## Sayfa Metni
........
Davalılar, paylaşım girişimlerine davacıların yanaşmadığını, 1908 nolu parsel yangından etkilendiğinden kimse tarafından kullanılmadığını, diğer parsellerde ise davacıların paylarının boş vaziyette durduğunu, her birinin taşınmazlarda kullandıkları alanların farklı farklı olduğunu belirterek davanın reddini savunmuşlardır.
Mahkemece, dava konusu taşınmazlarda tarafların paydaş oldukları, davacıların kullandıkları bölümlerin bulunmadığı, daha önceki dönemlere ilişkin açmış oldukları ecrimisil davalarının kabul edildiği gerekçesi ile davanın kabulü ile 3.500.-TL ecrimisilin yasal faizi ile birlikte davalılardan müştereken tahsiline karar verilmiş, hüküm davalı ... tarafından temyiz edilmiştir.
Çekişmeye konu 1908, 1918, 1921 ve 1934 parsel sayılı taşınmazlarda tarafların paydaş oldukları kayden sabittir.
Bilindiği üzere; paylı mülkiyette taşınmazdan yararlanamayan paydaş, engel olan öteki paydaş veya paydaşlardan her zaman payına vaki elatmanın önlenilmesini ve/veya ecrimisil istiyebilir. Elbirliği mülkiyetinde de paydaşlardan biri öteki paydaşların olurlarını almadan veya miras şirketine temsilci atanmadan tek başına ortak taşınmazdan yararlanmasına engel olan ortaklar aleyhine ecrimisil davası açabilir. Ancak, o paydaşın, payına karşılık çekişmesiz olarak kullandığı bir kısım yer varsa açacağı ecrimisil davasının dinlenme olanağı yoktur. Yerleşmiş Yargıtay içtihatlarına ve aynı doğrultudaki bilimsel görüşlere göre payından az yer kullandığını ileri süren paydaşın sorununu, kesin sonuç getiren taksim veya ortaklığın satış yoluyla giderilmesi davası açmak suretiyle çözümlemesi gerekmektedir.
........
## İstek
Ecrimisil davasıyla ilgili metinden "Davalılar, paylaşım girişimlerine" ifadesinden "davanın reddini savunmuşlardır." ifadesine kadar olan kısmı aynen kopyalayın. Satırların bu işle hiçbir ilgisi yoktur.
........
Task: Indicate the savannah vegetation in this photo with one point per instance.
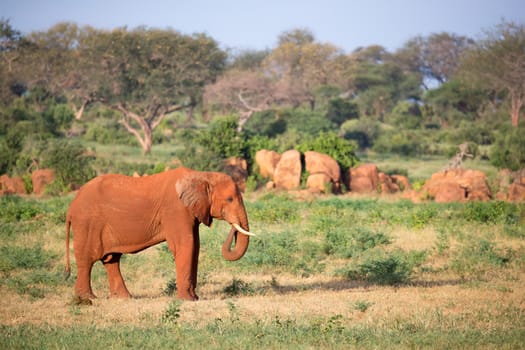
(326, 271)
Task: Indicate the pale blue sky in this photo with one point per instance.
(245, 24)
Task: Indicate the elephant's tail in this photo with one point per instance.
(67, 271)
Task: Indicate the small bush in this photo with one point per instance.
(349, 244)
(477, 257)
(343, 151)
(171, 315)
(14, 257)
(16, 209)
(382, 267)
(71, 163)
(340, 110)
(491, 212)
(508, 150)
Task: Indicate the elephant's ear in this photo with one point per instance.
(194, 192)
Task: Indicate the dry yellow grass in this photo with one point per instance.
(292, 298)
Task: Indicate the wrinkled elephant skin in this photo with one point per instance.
(115, 214)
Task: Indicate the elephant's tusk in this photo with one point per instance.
(243, 231)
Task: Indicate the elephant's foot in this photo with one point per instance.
(83, 299)
(187, 295)
(121, 294)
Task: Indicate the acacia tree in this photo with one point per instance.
(146, 74)
(291, 74)
(245, 91)
(498, 64)
(11, 44)
(301, 66)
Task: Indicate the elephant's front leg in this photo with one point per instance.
(117, 287)
(186, 253)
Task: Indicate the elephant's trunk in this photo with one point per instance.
(241, 244)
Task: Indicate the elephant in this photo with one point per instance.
(115, 214)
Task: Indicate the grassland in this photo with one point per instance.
(325, 272)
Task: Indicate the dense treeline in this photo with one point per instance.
(150, 86)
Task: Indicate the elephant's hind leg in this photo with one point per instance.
(83, 284)
(117, 287)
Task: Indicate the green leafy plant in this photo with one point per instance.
(70, 161)
(343, 151)
(171, 315)
(238, 287)
(384, 267)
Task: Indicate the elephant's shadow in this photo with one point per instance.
(342, 285)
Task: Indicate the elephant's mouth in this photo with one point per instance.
(243, 231)
(242, 239)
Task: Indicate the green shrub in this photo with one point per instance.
(267, 123)
(406, 115)
(384, 267)
(171, 315)
(508, 150)
(493, 212)
(71, 163)
(362, 131)
(339, 110)
(347, 244)
(307, 121)
(108, 132)
(14, 257)
(406, 143)
(238, 287)
(477, 257)
(15, 209)
(343, 151)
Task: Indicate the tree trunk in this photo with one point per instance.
(516, 102)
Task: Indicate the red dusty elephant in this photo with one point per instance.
(115, 214)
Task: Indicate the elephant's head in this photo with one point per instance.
(210, 195)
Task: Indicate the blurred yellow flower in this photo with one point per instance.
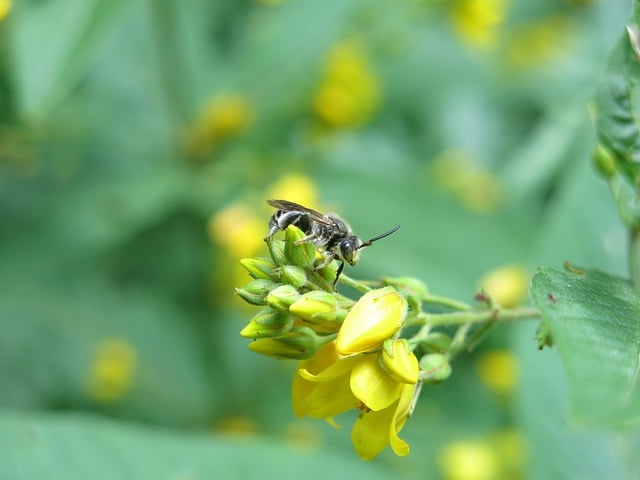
(506, 285)
(223, 116)
(478, 21)
(498, 370)
(349, 92)
(238, 229)
(472, 460)
(538, 42)
(294, 187)
(5, 6)
(112, 370)
(478, 190)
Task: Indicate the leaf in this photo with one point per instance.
(595, 323)
(84, 446)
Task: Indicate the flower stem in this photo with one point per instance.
(446, 302)
(496, 314)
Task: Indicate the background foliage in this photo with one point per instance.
(138, 142)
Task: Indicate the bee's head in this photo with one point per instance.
(350, 249)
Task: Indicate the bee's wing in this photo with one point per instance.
(287, 206)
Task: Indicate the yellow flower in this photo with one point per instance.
(238, 229)
(399, 361)
(326, 396)
(5, 6)
(498, 370)
(479, 190)
(473, 460)
(478, 21)
(295, 188)
(373, 431)
(349, 93)
(111, 370)
(538, 42)
(224, 116)
(343, 375)
(374, 318)
(506, 285)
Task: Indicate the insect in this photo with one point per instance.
(328, 232)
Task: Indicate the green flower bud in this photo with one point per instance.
(259, 268)
(409, 286)
(298, 344)
(276, 251)
(604, 161)
(316, 306)
(434, 368)
(255, 292)
(293, 275)
(267, 323)
(397, 359)
(282, 297)
(544, 336)
(299, 254)
(436, 342)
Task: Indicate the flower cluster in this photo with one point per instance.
(350, 356)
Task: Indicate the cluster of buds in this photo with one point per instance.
(352, 356)
(300, 311)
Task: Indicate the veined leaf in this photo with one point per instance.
(594, 319)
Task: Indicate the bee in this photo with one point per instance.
(329, 233)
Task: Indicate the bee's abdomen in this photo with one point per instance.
(282, 219)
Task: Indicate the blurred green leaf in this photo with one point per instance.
(55, 43)
(595, 322)
(83, 446)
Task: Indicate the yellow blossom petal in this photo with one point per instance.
(498, 371)
(321, 387)
(373, 431)
(399, 361)
(372, 385)
(374, 318)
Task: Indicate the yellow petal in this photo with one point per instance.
(370, 433)
(374, 318)
(371, 384)
(399, 446)
(399, 361)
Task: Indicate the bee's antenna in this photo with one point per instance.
(375, 239)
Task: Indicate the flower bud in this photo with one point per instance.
(374, 318)
(409, 285)
(293, 275)
(259, 268)
(282, 297)
(299, 254)
(276, 251)
(434, 368)
(316, 306)
(299, 343)
(397, 359)
(436, 342)
(267, 323)
(506, 285)
(255, 292)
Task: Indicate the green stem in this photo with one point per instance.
(446, 302)
(634, 256)
(354, 283)
(461, 318)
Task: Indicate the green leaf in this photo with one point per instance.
(595, 323)
(84, 446)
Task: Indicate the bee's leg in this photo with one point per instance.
(338, 273)
(307, 239)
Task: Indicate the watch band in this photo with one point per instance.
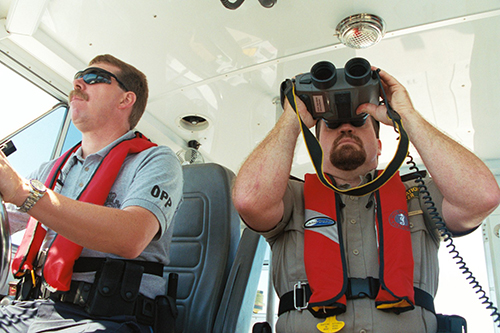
(37, 191)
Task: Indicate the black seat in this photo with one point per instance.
(217, 279)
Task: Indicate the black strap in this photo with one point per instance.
(92, 264)
(356, 288)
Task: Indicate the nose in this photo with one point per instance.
(346, 127)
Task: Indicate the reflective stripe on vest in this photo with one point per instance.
(58, 266)
(324, 256)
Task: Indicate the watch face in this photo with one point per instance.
(38, 185)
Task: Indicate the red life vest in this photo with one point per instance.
(58, 266)
(324, 257)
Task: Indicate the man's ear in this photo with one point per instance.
(127, 100)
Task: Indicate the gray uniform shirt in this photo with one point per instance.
(151, 179)
(358, 228)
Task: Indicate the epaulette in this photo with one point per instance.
(414, 175)
(296, 178)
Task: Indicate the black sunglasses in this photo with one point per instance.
(93, 75)
(356, 122)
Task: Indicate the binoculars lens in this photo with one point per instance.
(323, 75)
(357, 71)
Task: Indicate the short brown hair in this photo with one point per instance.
(135, 81)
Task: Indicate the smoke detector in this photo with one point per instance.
(361, 30)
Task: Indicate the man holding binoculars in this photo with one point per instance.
(358, 263)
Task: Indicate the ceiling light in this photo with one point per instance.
(361, 30)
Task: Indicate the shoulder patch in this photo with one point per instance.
(399, 219)
(412, 192)
(319, 222)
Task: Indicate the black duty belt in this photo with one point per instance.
(298, 298)
(93, 264)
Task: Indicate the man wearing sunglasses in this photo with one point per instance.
(359, 263)
(94, 261)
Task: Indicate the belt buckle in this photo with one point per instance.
(298, 287)
(361, 288)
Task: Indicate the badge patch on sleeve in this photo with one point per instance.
(411, 193)
(399, 219)
(319, 222)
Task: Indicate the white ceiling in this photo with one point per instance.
(226, 66)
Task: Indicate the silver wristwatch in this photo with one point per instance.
(37, 191)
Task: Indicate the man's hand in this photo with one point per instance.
(11, 183)
(397, 97)
(305, 115)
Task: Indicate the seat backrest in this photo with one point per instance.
(204, 245)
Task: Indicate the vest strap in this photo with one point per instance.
(298, 298)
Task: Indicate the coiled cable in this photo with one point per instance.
(448, 240)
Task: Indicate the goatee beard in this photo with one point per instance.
(347, 157)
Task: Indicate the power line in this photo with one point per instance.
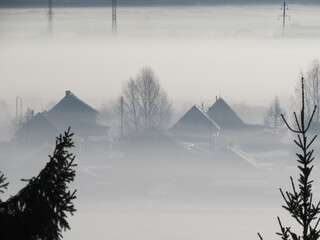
(50, 16)
(114, 16)
(284, 7)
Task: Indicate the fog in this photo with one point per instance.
(146, 186)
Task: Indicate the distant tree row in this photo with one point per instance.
(272, 117)
(145, 102)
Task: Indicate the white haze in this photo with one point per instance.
(197, 53)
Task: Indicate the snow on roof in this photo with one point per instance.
(195, 116)
(222, 113)
(72, 103)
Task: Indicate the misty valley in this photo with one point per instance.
(184, 122)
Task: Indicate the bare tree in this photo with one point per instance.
(146, 103)
(312, 90)
(130, 93)
(272, 118)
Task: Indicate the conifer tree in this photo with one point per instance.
(39, 210)
(299, 202)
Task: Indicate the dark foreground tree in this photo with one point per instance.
(39, 210)
(299, 202)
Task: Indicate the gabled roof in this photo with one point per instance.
(72, 103)
(221, 113)
(42, 120)
(195, 117)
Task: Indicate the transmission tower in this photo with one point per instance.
(50, 16)
(284, 8)
(114, 16)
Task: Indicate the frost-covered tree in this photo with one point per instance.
(145, 101)
(272, 117)
(39, 210)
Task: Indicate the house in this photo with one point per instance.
(69, 112)
(197, 127)
(221, 113)
(233, 128)
(82, 118)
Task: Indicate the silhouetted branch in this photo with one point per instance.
(39, 210)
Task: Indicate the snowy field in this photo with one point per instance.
(198, 53)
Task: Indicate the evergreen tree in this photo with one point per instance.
(39, 210)
(299, 203)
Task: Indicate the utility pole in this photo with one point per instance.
(121, 106)
(284, 7)
(114, 17)
(17, 102)
(21, 110)
(50, 17)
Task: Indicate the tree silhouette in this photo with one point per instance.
(299, 202)
(39, 210)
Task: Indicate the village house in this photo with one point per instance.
(197, 127)
(69, 112)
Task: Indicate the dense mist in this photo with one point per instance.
(213, 169)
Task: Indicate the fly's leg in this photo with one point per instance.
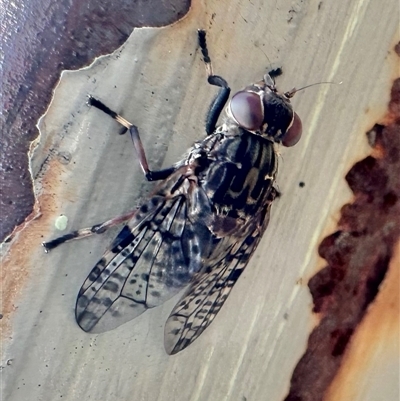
(137, 143)
(149, 174)
(87, 232)
(220, 100)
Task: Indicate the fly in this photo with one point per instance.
(201, 224)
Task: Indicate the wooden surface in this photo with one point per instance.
(86, 171)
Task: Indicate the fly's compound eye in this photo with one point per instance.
(247, 110)
(293, 134)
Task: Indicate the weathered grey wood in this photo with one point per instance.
(158, 81)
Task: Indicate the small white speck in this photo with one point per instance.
(61, 222)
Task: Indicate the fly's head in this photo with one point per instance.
(261, 109)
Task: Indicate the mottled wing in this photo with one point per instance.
(152, 259)
(210, 287)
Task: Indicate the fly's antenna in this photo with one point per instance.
(292, 92)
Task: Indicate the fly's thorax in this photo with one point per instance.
(261, 109)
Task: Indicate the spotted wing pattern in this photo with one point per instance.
(152, 259)
(210, 287)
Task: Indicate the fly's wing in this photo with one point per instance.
(152, 259)
(210, 287)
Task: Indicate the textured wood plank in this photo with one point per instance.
(84, 170)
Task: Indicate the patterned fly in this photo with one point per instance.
(201, 224)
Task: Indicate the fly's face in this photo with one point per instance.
(260, 108)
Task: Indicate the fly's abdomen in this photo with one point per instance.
(241, 174)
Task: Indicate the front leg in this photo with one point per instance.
(220, 100)
(137, 143)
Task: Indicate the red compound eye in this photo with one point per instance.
(247, 110)
(293, 134)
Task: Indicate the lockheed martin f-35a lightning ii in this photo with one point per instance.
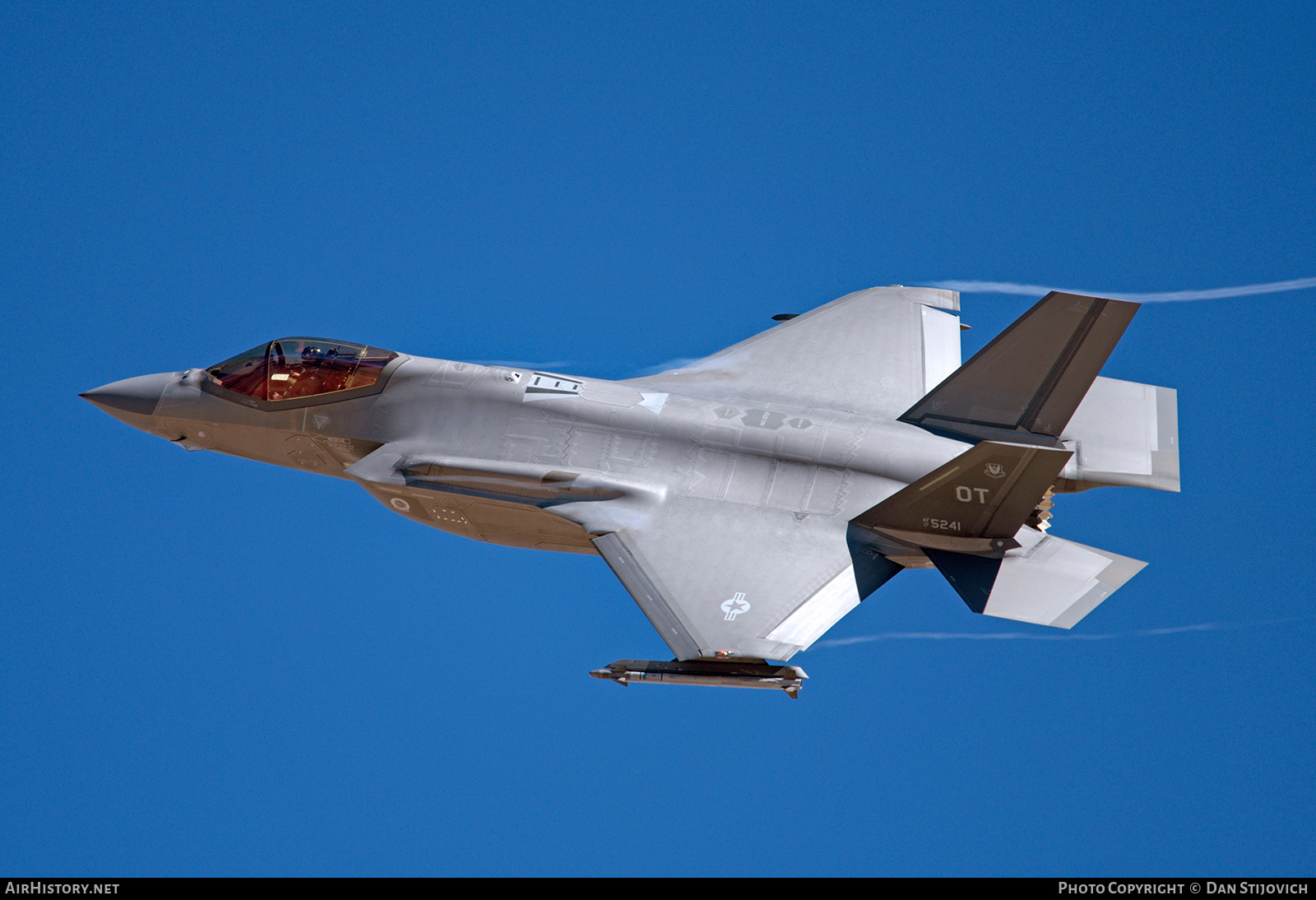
(748, 500)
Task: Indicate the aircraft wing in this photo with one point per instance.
(727, 581)
(877, 350)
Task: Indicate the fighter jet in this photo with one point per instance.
(748, 500)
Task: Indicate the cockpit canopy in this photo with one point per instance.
(294, 369)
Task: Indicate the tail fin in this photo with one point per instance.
(967, 517)
(973, 504)
(1026, 383)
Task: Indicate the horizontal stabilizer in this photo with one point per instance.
(1045, 581)
(1123, 434)
(1032, 378)
(974, 503)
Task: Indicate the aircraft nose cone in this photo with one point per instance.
(133, 395)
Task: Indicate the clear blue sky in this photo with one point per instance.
(188, 687)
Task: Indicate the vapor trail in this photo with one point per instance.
(1171, 296)
(1063, 636)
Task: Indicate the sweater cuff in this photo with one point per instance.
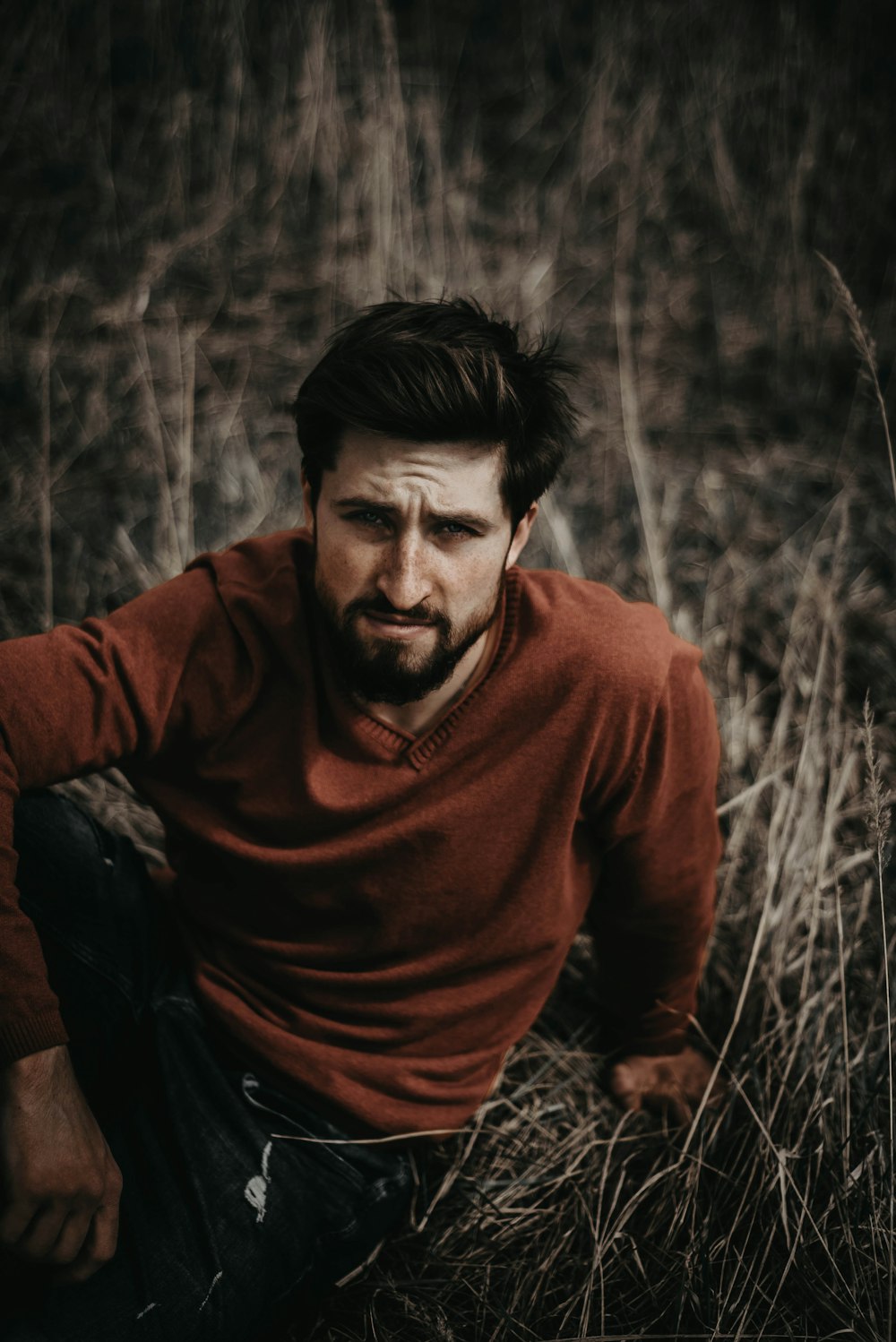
........
## Son Yanıt
Davalılar, paylaşım girişimlerine davacıların yanaşmadığını, 1908 nolu parsel yangından etkilendiğinden kimse tarafından kullanılmadığını, diğer parsellerde ise davacıların paylarının boş vaziyette durduğunu, her birinin taşınmazlarda kullandıkları alanların farklı farklı olduğunu belirterek davanın reddini savunmuşlardır.